▶ **What is asked**: Reproduce each of the entries below word for word, omitting the pictures from your reply.

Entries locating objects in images
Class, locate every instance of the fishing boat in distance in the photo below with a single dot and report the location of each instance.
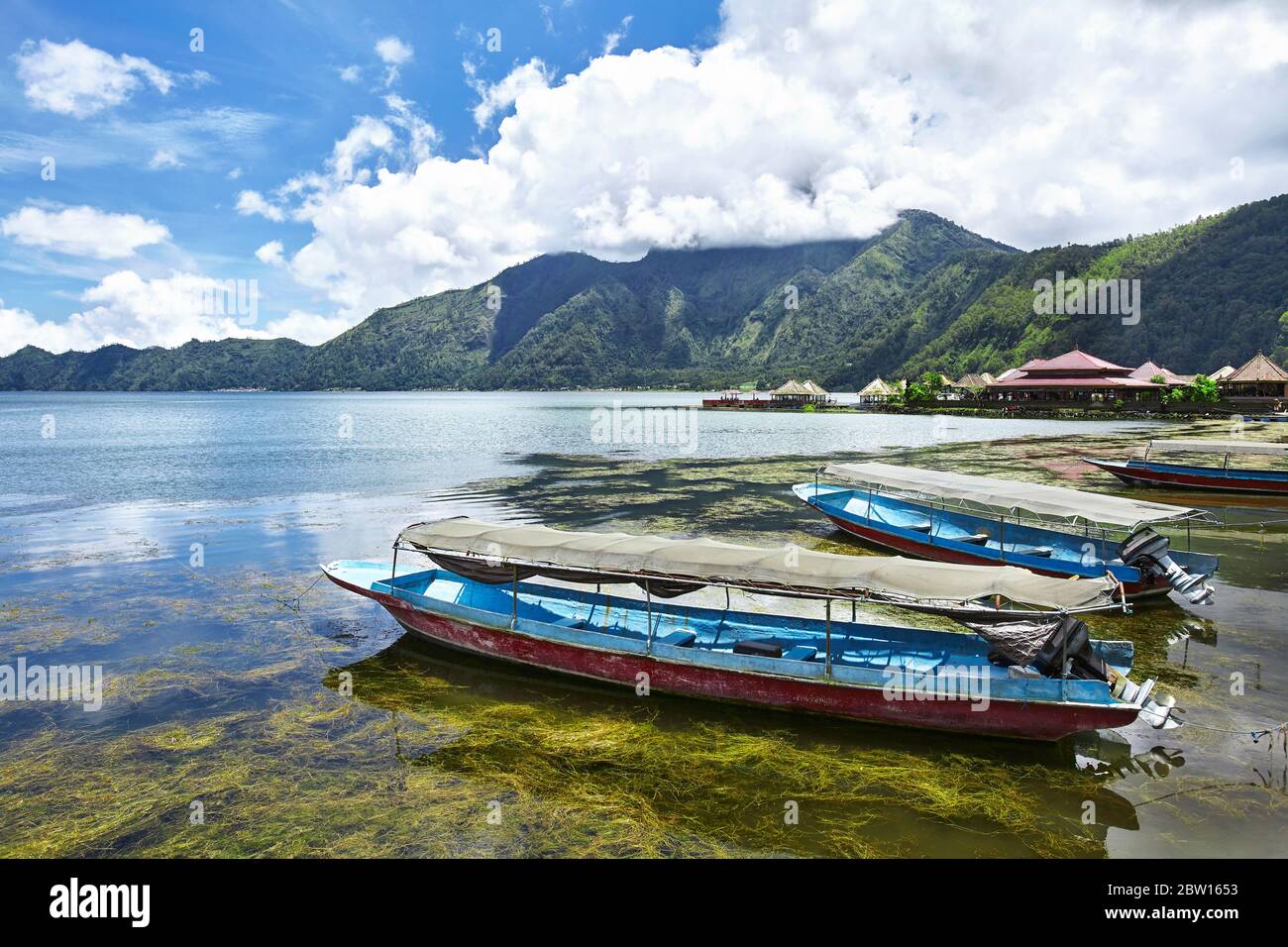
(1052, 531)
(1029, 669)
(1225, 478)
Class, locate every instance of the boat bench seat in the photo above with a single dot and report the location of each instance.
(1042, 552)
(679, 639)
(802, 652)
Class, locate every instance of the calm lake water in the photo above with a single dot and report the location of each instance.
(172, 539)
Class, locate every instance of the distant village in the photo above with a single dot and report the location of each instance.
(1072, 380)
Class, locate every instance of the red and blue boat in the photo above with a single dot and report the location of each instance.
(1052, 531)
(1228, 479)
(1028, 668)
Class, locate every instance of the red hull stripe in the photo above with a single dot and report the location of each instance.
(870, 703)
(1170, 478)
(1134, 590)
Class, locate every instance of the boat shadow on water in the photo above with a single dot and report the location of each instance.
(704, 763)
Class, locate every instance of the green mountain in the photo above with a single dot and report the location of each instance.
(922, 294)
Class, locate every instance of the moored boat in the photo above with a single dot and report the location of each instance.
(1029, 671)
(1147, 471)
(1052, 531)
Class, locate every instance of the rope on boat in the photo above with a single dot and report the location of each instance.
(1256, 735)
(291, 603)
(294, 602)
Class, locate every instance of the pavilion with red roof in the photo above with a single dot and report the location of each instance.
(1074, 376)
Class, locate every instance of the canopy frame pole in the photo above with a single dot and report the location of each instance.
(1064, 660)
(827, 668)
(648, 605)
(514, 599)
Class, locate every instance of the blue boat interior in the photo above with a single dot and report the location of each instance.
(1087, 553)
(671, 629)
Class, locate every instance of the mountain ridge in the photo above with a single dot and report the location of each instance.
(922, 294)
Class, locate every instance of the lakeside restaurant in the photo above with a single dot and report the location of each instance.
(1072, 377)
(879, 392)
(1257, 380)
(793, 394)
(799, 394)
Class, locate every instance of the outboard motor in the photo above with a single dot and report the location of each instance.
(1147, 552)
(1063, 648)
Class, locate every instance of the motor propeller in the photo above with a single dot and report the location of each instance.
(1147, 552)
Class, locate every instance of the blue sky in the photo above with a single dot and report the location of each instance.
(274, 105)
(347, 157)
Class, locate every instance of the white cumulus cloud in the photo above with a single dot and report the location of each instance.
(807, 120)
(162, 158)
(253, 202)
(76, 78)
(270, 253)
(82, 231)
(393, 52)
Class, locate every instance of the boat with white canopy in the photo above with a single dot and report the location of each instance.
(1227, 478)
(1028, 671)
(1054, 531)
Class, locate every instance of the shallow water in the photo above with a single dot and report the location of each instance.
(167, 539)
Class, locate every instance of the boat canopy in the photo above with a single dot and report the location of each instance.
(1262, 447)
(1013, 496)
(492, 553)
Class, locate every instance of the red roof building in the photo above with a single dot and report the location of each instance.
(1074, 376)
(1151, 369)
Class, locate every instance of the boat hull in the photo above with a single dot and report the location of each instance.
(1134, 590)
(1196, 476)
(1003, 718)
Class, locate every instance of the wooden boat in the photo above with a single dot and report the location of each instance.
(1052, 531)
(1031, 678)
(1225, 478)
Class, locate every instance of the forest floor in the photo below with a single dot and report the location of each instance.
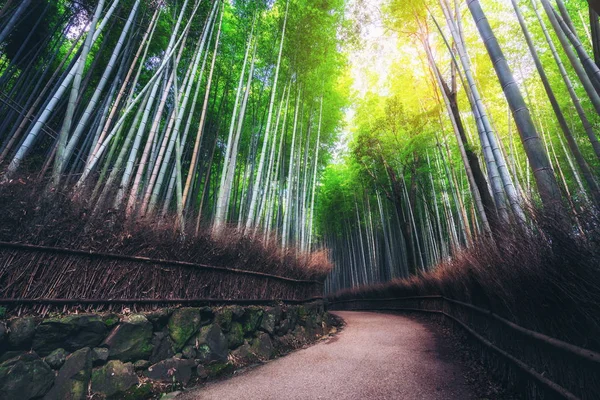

▶ **Result of this task**:
Class, locate every instance of the fishing boat in distance in the photo below with a single dot and report the location of each instance.
(1052, 531)
(1029, 669)
(1225, 478)
Class, locate every instance of the boat bench seat in the photo above with a single dot and report the location of each instance.
(1042, 552)
(679, 639)
(802, 652)
Class, locate every instance of the calm lake water in the photo above with a single dot and report the location of each instance.
(172, 539)
Class, locate every instance of the distant village in the photo above with a single dot and report the location of each instance.
(1072, 380)
Class, locate every instance of the red and blue boat in the photo above with a single dot and report the location of each instance.
(1052, 531)
(1228, 479)
(1028, 668)
Class, locate every instance of the red hull stripe in the photo above with a single dot and report the location of each instance.
(870, 703)
(1170, 478)
(1134, 590)
Class, locate every instance of the boat shadow on water in the photo above with a single dot and report the location of each instance.
(704, 763)
Class, locate every instance of the green mountain in the photo above with a single dot and report the location of each instance.
(922, 294)
Class, locate every instance of the moored boat in the photo above with a single dot and report the location of each instance.
(1029, 671)
(1147, 471)
(1052, 531)
Class, locate every instance of the rope on boat in the photo above with a single dot and report the location of each instance.
(1256, 735)
(291, 603)
(294, 602)
Class, locate every instance of the pavilion with red roof in the photo above with a single dot and report the location of each instance.
(1074, 376)
Class, locate every instance of the canopy frame pole in the photo above with a single dot and report the location of each instance.
(1064, 660)
(827, 668)
(648, 605)
(514, 599)
Class, locate every instance of the blue boat interior in the photo above with a single dot and report the location of each instance.
(1087, 553)
(671, 629)
Class, locate every instance of the mountain ridge in the photo above with a single dot and report the location of each instance.
(922, 294)
Class, locate every instance of the lakeside restaurant in the photo above with a single dot and report the location of each instance.
(1072, 377)
(879, 392)
(1257, 380)
(793, 394)
(799, 394)
Class, locate every instance of the outboard motor in the photo above with a single dot and report the location of each instance.
(1147, 552)
(1063, 648)
Class, locate every instance of the motor propeller in the photo above with a single dot and report the location of each instance.
(1147, 552)
Class, locate every instance of the blue sky in the photo above with a single dot and report the location of each instance.
(274, 105)
(347, 157)
Class, locate every instance of the white cumulus cloud in the photo above with a single dot and report the location of each instance.
(807, 120)
(162, 158)
(253, 202)
(76, 78)
(270, 253)
(82, 231)
(393, 52)
Class, locate every instance of the boat with white canopy in the photo above with a single dot and report the location of each instance.
(1227, 478)
(1028, 671)
(1054, 531)
Class, locate every instance of the shallow water in the photo above with a single dot and report the location of each instance.
(167, 539)
Class, locate every instance of the boat canopy in the photo above with a single dot and report the location of each instance.
(1262, 447)
(1013, 496)
(492, 553)
Class, locate every instance of the red roof building in the photo above with a single dot and report the location of each instance.
(1074, 376)
(1151, 369)
Class, locate every instance of the boat hull in the photo above with a single dot and report the location of each instance.
(1134, 590)
(1196, 476)
(1003, 718)
Class, locate every instance of the wooden boat in the photo above with a single dot and report the location of each instance.
(1052, 531)
(1031, 678)
(1225, 478)
Class, locate every instance of the forest floor in the photo below with a single dot and report the location of each instance.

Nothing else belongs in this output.